● TASK GOAL:
Rewrite every item below with "multi-story building" swapped for "high-rise" and everything else unchanged. Leave the pictures out of your answer.

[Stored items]
◆ ◆ ◆ ◆ ◆

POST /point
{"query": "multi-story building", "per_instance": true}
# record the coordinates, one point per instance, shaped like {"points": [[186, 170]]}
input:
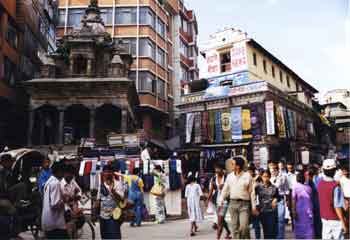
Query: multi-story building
{"points": [[26, 32], [252, 104], [162, 39]]}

◆ ◆ ◆ ◆ ◆

● COMPLETE OUTPUT:
POST /point
{"query": "high-rise", "per_instance": true}
# record the coordinates, one point per instance, shaped like {"points": [[186, 170]]}
input:
Query: high-rise
{"points": [[26, 32], [252, 104], [162, 39]]}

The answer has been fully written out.